▸ TASK BRIEF: Copy the stretch of the adoption profile for Popps from "Cat friendly:  Yes, his" through "out more often.", substituting "foster household" for "foster family".

▸ SELECTED PASSAGE:
Australian Cattle Dog/Blue Heeler (short coat) / Male / Adult

Details about Popps D210235

  • ID D210235
  • Available for Adoption
  • Dog
  • Tricolor (Tan/Brown & Black & White)
  • Coatlength: Short
  • Activity Level: Moderate
  • Good with Cats: Yes
  • Good with Adults: All
  • Reaction to New People: Friendly

More about Popps D210235

  • Energy Level: Moderate
  • Indoor/Outdoor: Indoor Only

Name: Popps
Age: 7 years
Gender: Male
Breed: Australian Cattle Dog
Weight: 37 lbs
Dog friendly:  Yes, see bio for additional info.
Cat friendly:  Yes, his foster family has 3 cats. But your home should have only dog savvy cats who won't run from him. 
Kid friendly:  Older considerate children only
House Trained: Yes, but because of his diabetes insipidus he does need to go out more often.
Crate Trained:  Yes. Popps is crated at night. He will actually run for his crate when it is bedtime.

(Stored data entries)
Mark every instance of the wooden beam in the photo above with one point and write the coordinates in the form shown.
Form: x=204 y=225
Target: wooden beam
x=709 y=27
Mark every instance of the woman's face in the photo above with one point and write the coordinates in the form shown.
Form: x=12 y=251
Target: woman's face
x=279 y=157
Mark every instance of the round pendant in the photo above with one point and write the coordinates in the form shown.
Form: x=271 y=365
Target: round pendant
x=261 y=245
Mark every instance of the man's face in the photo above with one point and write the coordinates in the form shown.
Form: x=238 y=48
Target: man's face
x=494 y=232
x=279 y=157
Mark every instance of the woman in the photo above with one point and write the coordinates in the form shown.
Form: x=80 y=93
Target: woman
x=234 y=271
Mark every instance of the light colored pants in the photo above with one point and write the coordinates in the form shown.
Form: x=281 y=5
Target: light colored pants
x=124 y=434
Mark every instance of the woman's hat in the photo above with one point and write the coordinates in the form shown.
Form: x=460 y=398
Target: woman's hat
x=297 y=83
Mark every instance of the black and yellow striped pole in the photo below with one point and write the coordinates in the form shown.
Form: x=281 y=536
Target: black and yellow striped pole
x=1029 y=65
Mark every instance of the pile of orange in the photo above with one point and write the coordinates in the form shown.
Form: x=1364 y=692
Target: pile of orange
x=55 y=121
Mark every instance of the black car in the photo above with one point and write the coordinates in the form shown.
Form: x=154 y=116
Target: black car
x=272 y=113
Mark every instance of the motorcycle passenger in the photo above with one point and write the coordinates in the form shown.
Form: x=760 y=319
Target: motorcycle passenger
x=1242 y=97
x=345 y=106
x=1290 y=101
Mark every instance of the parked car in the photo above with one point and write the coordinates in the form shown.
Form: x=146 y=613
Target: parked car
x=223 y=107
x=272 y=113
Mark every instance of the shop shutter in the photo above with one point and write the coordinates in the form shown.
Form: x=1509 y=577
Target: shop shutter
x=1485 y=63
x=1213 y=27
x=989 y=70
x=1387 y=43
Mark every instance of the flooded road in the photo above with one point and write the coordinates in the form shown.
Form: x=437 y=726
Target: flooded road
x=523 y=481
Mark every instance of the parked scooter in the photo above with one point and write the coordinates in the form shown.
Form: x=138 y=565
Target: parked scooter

▸ TASK RESPONSE:
Cat friendly:  Yes, his foster household has 3 cats. But your home should have only dog savvy cats who won't run from him. 
Kid friendly:  Older considerate children only
House Trained: Yes, but because of his diabetes insipidus he does need to go out more often.